» Passage:

Single by Girl in Red and Sabrina Carpenter

from the album I'm Doing It Again Baby!
- Released: 22 March 2024
- Genre: Pop
- Length: 3:06
- Label: Columbia
- Songwriters: Matias Tellez; Marie Ulven; Sabrina Carpenter;
- Producers: Girl in Red; Matias Tellez;

Girl in Red singles chronology
| "Doing It Again Baby" (2024) | "You Need Me Now?" (2024) | "Girlfriend Is Better" (2024) |

Sabrina Carpenter singles chronology
| "Cupid" (Twin version) (2023) | "You Need Me Now?" (2024) | "Espresso" (2024) |

Visualizer video
- "You Need Me Now?" on YouTube

= You Need Me Now? =

2024 single by girl in red and Sabrina Carpenter

"You Need Me Now?" is a song by the Norwegian singer-songwriter Girl in Red and the American singer Sabrina Carpenter. Written by the artists along with producer Matias Tellez, the song was released on 22 March 2024 as the third single from Girl in Red's second album, I'm Doing It Again Baby! (2024).

Saved data entries:
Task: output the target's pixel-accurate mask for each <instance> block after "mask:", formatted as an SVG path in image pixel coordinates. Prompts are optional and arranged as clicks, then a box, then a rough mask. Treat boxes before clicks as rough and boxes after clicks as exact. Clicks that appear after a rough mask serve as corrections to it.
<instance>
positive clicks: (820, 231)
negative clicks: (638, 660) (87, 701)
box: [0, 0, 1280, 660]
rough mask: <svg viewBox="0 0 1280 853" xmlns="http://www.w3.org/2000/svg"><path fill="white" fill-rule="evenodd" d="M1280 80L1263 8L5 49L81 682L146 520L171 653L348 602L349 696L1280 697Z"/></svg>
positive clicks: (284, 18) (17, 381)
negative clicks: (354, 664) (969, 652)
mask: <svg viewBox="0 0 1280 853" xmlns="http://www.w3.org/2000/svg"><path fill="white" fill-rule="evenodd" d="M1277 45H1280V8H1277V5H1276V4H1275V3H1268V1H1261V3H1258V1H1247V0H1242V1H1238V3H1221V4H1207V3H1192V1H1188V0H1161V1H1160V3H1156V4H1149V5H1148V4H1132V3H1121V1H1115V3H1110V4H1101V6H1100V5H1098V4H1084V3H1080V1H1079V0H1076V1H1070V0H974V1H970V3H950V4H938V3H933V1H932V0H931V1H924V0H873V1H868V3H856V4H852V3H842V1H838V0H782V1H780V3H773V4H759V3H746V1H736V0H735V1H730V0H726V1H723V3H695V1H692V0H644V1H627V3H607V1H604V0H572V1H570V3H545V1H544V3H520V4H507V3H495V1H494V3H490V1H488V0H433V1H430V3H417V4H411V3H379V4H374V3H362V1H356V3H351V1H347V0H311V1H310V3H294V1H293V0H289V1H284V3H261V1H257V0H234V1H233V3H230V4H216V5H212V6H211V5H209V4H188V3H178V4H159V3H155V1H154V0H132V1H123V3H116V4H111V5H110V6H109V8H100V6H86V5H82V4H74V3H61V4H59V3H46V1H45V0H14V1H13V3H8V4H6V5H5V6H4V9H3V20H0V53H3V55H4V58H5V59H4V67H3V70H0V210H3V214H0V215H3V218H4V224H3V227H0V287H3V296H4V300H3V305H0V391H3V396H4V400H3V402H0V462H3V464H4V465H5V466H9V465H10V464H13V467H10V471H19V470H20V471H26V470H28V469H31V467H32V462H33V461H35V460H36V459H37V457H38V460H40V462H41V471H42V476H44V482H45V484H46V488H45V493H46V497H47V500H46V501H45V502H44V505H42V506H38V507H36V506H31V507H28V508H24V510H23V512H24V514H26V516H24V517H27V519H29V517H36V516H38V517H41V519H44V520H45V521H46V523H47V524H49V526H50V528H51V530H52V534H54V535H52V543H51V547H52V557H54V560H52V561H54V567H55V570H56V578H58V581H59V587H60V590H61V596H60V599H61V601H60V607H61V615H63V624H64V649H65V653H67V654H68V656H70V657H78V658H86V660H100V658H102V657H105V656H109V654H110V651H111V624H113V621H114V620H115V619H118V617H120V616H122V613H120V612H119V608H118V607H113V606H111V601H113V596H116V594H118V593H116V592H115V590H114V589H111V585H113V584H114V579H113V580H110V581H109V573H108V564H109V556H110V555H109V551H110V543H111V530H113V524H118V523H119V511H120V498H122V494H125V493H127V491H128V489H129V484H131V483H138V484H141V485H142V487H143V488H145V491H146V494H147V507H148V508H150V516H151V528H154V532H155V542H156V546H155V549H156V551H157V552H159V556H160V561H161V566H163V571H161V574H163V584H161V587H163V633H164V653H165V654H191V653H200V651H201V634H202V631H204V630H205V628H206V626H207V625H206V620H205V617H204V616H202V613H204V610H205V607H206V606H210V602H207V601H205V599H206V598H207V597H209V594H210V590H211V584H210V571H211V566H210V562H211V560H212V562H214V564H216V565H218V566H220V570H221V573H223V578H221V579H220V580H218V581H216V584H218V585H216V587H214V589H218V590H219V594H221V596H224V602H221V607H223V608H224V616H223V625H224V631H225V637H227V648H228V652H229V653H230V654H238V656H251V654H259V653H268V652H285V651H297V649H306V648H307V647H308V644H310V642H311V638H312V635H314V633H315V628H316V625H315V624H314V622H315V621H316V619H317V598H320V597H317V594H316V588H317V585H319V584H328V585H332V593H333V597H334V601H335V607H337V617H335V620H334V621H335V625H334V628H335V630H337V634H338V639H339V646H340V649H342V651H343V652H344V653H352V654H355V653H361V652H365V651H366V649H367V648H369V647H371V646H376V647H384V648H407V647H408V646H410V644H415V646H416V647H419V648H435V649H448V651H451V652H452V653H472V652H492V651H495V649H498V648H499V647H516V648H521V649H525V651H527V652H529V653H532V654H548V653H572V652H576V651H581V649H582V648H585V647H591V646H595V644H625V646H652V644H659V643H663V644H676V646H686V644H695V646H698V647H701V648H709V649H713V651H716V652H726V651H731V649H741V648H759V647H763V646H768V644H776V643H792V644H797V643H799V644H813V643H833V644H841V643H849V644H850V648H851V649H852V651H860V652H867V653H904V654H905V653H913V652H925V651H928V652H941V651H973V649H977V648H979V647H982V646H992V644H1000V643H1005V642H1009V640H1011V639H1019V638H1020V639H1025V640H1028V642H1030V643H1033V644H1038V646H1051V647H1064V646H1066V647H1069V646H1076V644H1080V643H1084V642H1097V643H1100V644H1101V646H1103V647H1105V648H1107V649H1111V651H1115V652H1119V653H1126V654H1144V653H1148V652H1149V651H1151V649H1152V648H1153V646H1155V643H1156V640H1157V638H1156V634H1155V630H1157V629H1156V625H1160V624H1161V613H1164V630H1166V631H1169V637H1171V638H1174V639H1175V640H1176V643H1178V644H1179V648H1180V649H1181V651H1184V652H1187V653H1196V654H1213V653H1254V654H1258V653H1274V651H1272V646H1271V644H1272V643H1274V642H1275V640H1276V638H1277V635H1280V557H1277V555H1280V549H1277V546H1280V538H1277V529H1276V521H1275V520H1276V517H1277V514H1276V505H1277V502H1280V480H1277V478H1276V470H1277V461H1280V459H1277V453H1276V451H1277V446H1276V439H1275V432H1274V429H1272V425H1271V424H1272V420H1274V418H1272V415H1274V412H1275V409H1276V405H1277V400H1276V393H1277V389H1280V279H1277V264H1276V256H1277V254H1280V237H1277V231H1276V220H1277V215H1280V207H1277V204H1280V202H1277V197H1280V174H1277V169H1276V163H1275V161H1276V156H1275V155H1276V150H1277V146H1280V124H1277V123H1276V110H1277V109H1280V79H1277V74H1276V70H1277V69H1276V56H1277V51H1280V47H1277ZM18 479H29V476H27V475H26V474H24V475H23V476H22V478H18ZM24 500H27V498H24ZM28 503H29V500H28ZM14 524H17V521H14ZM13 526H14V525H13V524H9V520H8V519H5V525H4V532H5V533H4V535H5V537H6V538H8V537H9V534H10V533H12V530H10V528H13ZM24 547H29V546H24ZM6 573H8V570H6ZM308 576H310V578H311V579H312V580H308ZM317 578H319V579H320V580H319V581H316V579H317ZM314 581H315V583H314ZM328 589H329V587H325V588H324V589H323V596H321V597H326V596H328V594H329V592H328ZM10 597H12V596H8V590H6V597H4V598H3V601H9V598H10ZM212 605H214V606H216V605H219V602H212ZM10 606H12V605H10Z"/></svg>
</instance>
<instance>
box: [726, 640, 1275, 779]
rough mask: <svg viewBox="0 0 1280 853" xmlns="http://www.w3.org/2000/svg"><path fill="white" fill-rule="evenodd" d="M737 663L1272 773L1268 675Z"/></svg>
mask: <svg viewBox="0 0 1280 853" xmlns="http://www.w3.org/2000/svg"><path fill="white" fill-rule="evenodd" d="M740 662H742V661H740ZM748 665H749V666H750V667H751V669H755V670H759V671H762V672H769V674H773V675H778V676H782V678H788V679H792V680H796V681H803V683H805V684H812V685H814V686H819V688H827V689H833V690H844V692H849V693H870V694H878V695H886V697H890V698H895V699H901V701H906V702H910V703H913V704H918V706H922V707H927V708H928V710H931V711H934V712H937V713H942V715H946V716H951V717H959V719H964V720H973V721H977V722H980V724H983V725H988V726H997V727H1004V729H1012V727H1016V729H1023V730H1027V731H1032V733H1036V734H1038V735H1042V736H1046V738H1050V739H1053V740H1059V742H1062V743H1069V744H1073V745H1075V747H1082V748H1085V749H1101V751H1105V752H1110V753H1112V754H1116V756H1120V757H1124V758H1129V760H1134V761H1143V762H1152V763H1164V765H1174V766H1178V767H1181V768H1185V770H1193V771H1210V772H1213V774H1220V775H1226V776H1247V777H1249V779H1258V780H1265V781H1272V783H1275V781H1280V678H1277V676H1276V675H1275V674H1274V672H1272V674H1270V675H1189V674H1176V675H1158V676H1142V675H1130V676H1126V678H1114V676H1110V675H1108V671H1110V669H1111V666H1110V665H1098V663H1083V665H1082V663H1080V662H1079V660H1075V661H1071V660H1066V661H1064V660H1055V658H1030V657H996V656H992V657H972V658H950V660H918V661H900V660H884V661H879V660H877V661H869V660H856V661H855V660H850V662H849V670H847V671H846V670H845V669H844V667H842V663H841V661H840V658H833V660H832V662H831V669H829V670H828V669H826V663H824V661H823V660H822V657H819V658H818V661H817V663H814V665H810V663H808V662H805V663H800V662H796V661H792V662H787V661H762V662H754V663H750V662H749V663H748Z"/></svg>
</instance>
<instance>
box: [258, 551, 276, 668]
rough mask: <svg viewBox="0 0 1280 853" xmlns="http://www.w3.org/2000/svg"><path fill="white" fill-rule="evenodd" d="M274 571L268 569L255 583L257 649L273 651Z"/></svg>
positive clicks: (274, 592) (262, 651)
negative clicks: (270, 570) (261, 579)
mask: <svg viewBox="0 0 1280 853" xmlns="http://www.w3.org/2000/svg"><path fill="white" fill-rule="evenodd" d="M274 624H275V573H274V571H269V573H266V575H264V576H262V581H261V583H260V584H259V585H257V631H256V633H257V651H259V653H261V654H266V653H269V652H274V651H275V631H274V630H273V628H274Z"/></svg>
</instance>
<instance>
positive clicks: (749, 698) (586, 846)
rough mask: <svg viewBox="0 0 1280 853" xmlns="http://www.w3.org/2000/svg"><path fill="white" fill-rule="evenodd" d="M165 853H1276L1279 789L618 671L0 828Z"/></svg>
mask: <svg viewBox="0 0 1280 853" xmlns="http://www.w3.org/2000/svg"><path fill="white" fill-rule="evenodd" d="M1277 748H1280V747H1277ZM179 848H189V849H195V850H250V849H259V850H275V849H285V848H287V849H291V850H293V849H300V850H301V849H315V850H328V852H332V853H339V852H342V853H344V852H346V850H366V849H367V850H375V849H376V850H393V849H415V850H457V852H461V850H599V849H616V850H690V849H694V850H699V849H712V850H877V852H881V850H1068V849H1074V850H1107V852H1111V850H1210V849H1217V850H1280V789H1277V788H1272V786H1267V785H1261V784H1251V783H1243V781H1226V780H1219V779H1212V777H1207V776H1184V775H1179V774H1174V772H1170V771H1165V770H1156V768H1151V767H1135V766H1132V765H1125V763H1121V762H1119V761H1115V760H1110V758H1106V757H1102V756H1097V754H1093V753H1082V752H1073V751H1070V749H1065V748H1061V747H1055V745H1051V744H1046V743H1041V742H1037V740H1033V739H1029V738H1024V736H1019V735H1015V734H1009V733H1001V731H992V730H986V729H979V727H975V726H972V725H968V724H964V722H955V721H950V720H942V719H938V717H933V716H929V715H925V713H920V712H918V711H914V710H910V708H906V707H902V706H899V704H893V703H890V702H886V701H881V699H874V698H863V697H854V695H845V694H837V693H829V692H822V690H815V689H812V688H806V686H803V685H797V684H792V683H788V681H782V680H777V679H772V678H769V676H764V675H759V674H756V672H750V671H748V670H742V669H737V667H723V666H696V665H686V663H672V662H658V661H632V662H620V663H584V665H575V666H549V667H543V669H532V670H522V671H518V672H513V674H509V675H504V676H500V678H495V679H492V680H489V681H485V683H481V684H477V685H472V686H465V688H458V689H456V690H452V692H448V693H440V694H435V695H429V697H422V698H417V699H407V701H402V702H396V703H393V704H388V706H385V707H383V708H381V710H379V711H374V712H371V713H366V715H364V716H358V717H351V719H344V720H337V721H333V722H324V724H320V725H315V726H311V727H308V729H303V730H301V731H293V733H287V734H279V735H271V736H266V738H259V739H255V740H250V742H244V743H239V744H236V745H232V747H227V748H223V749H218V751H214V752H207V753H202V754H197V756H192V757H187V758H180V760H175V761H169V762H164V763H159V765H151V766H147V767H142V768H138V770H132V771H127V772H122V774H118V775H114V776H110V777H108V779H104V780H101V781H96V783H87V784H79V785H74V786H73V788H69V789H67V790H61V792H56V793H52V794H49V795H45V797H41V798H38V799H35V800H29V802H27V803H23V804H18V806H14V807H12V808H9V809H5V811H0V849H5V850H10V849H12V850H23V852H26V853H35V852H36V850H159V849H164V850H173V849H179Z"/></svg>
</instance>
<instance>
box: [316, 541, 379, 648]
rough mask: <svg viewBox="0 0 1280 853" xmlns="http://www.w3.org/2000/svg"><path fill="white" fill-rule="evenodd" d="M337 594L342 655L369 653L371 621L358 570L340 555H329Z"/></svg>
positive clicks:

» Complete the following:
- 1) Answer from the song page:
(a) How long is the song?
(b) In Sabrina Carpenter's singles chronology, which single comes right after "You Need Me Now?"?
(c) What nationality is Girl in Red given as?
- 2) Repeat the part of the song page from "Visualizer video" up to and including "Again Baby! (2024).", word for word.

» Results in order:
- 1)
(a) 3:06
(b) "Espresso" (2024)
(c) Norwegian

- 2)
Visualizer video
- "You Need Me Now?" on YouTube

= You Need Me Now? =

2024 single by girl in red and Sabrina Carpenter

"You Need Me Now?" is a song by the Norwegian singer-songwriter Girl in Red and the American singer Sabrina Carpenter. Written by the artists along with producer Matias Tellez, the song was released on 22 March 2024 as the third single from Girl in Red's second album, I'm Doing It Again Baby! (2024).